EXERCISE AIM: Pictures appear among the records. Write out all else exactly as it stands.

(Dataset records)

_ _ _ _ _

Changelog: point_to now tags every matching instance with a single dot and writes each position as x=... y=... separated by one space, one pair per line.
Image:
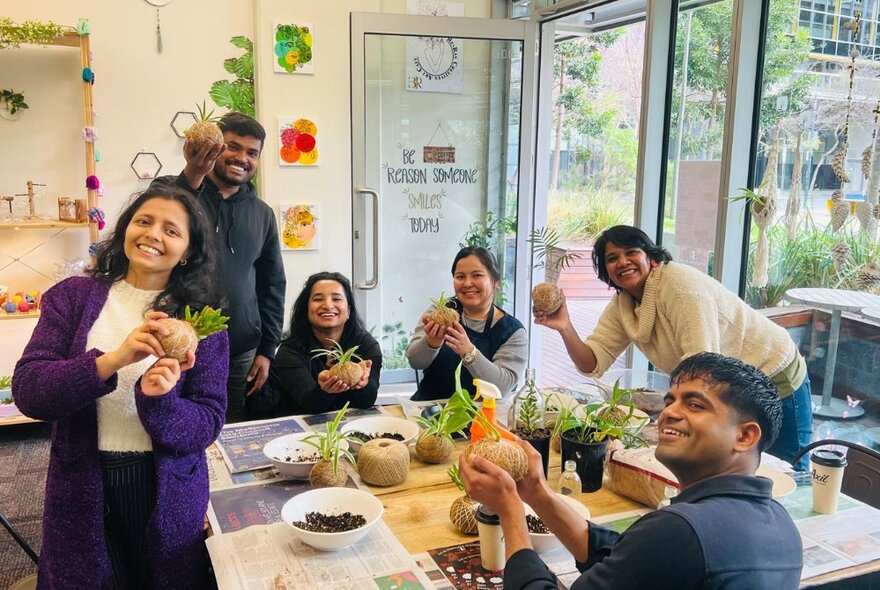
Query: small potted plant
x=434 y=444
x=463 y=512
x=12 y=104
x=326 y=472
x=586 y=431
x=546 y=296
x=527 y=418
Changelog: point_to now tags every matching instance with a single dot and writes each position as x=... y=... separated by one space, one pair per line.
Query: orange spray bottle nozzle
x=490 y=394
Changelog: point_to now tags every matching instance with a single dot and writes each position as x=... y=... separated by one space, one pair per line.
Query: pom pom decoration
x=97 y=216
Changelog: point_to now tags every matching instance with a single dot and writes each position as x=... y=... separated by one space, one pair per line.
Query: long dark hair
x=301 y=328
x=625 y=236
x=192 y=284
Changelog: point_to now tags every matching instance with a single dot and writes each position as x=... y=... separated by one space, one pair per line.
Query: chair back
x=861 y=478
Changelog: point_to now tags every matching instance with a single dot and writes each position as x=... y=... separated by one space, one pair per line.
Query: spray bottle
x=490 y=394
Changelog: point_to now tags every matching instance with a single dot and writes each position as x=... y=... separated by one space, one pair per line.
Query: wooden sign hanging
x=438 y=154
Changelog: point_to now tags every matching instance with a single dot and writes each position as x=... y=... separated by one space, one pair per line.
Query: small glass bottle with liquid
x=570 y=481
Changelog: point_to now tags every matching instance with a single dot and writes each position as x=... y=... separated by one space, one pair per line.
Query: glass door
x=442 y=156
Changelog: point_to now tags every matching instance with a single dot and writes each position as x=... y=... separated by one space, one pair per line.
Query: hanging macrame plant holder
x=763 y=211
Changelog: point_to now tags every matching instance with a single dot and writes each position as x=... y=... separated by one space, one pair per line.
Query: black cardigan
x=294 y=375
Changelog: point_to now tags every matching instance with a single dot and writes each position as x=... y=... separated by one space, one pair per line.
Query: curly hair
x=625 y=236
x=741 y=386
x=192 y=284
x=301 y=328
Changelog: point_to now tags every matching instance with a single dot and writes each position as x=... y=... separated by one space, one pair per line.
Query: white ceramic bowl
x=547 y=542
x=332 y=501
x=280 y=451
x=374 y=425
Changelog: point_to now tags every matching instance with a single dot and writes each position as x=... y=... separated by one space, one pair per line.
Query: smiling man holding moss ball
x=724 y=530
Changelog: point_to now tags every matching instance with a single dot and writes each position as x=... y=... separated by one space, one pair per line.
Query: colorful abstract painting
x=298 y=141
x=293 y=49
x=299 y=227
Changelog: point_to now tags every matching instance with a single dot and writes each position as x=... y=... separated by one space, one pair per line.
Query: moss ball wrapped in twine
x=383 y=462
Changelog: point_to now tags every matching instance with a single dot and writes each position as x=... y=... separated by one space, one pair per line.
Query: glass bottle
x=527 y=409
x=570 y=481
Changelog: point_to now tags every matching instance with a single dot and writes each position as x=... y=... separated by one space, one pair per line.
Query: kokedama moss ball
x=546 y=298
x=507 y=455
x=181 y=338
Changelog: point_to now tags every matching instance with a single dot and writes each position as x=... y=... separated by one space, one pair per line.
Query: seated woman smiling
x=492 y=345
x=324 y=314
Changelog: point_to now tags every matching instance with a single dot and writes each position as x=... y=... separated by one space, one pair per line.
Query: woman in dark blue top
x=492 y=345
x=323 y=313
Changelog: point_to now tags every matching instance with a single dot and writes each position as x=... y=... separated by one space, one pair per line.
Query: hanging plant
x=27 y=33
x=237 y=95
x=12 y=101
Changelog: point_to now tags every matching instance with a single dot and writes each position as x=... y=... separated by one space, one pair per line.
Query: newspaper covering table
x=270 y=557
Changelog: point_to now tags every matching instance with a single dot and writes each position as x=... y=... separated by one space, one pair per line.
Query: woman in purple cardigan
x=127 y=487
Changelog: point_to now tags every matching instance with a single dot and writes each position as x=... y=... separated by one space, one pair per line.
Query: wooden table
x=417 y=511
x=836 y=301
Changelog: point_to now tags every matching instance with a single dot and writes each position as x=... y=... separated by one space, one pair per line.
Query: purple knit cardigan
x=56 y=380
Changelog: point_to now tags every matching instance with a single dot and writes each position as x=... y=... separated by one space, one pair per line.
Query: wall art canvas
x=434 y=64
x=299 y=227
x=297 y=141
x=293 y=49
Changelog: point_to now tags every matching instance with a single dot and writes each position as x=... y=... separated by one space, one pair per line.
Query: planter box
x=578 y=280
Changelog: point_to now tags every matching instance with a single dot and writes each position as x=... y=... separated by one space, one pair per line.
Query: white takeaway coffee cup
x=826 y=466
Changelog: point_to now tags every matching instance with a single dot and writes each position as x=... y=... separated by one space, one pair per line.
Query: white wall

_ _ _ _ _

EXERCISE RESULT:
Changelog: point_to now tags every matching instance with a single dot and writes each position as x=... y=... separated by one space, one pair per line.
Image:
Query: small potted plant
x=434 y=444
x=463 y=512
x=12 y=104
x=326 y=472
x=586 y=431
x=546 y=296
x=527 y=418
Changelog: point_to now tags every matching instance with a single dot and writes each position as x=... y=... separated by one space, one pair per line.
Query: orange spray bottle nozzle
x=490 y=394
Changelog: point_to now tags every matching instance with a single dot and writes each position as x=... y=... separated by one space, one pair per line.
Query: pom pom decoration
x=97 y=216
Changelog: point_to now tags every matching instance with a single dot and writes each position as x=... y=... separated by one space, one pair per line.
Query: long dark hair
x=301 y=328
x=625 y=236
x=192 y=284
Changelog: point_to now tags every matching instance with a single dot and writes each position as x=... y=... separated by one space, one pair per line.
Query: chair back
x=861 y=478
Changelog: point_to now tags every matching instance with a single dot and writes each position as x=... y=... separated by one space, one pair per line.
Query: spray bottle
x=490 y=394
Changelog: point_to now tags every matching instance with a single dot and writes each position as x=... y=... separated by one space, one pair per line.
Query: wooden sign hanging
x=438 y=154
Changelog: point_to now tags every matching instance with a single dot and writes each position as x=... y=... separated by one space, one pair per line.
Query: small glass bottle with liquid
x=570 y=481
Changelog: point_to now tags every matching instance with a single dot and writes each position as x=... y=... separated by one space, one pair per line.
Query: glass door
x=442 y=156
Changelog: point_to now tags every matching instance with a single dot and writes each position as x=... y=... separated by one space, one pair per line.
Query: hanging macrame plant holder
x=763 y=211
Changelog: point_to now tags every matching instance with a single dot and writes each position as x=... y=... separated by one space, one pair per line.
Query: black cardigan
x=294 y=375
Changelog: point_to now tags every matching instance with a single dot and writes each position as x=... y=... separated by one space, one pair per line.
Query: curly hair
x=625 y=236
x=741 y=386
x=192 y=284
x=301 y=328
Changelog: point_to now tags every matching instance with a single dot and writes each position as x=... y=... separated by one space, one pair per line.
Query: white ceramic bowl
x=547 y=542
x=332 y=501
x=280 y=451
x=374 y=425
Changelog: point_to now tags every matching instance with a single dot and writes each position as x=... y=... separated by one space, one pair per line.
Query: smiling man holding moss ball
x=724 y=530
Changelog: point_to now tags every matching instance with a single dot and writes each position as x=... y=... separated by one space, one pair per line.
Query: colorful abstract painting
x=298 y=141
x=293 y=49
x=299 y=227
Changelog: point_to now tags every matching instance with a single dot and writes each position as x=... y=... separated by one space, one pair per line.
Query: moss ball wrapped in twine
x=383 y=462
Changelog: point_to now tags every matching instance with a single dot and writes each position as x=... y=... separated by one space, one pair per line.
Query: glass bottle
x=527 y=409
x=570 y=481
Changelog: point_to now tags every matching instance with a single dot and writes each position as x=... y=... separated by one space, one pair per line.
Query: kokedama moss ball
x=546 y=298
x=507 y=455
x=181 y=338
Changelog: point_to now tags every matching instance with a single dot and writes each position as x=... y=... separated by one space, one pair per line.
Query: seated woman smiling
x=492 y=345
x=324 y=314
Changelog: point_to now tags every matching instance with a single dot and writes each position as x=... y=... separated by one space, one pair per line.
Query: woman in dark blue top
x=492 y=345
x=323 y=313
Changelog: point_to now tags every matching instance with a single dot and writes each position as x=... y=... separated by one space, one pair per line.
Query: hanging plant
x=27 y=33
x=237 y=95
x=12 y=101
Changelog: point_to now tags every matching instance with a single dot and writes each position as x=... y=... separated by one space, one pair per line.
Query: newspaper covering table
x=270 y=557
Changelog: point_to now tags every matching instance with a single dot and writes each position as x=... y=... separated by one space, one pair per line.
Query: woman in purple cardigan
x=127 y=487
Changelog: point_to now tags every matching instance with a single dot and writes each position as x=... y=... separated by one space, one pair per line.
Query: wooden table
x=417 y=511
x=836 y=301
Changelog: point_to now tags every matching instance with a single dot and writes each position as x=... y=... separated by one space, one pair per line.
Query: purple knit cardigan
x=56 y=380
Changelog: point_to now tags every matching instance with a single dot and writes each position as x=... y=... separated by one space, one pair per line.
Query: wall art canvas
x=434 y=64
x=299 y=227
x=297 y=141
x=293 y=49
Changelog: point_to now tags every matching instance with a single dot and writes each position as x=... y=... separated by one space, one pair per line.
Query: planter box
x=578 y=280
Changelog: point_to now tags every matching instance with a single dot and writes each position as x=... y=... separated by one space, one pair per line.
Query: white takeaway coffee cup
x=826 y=466
Changelog: point_to now tags every matching instance with a single dot and writes each position as x=... y=... separated by one space, one pair per line.
Query: white wall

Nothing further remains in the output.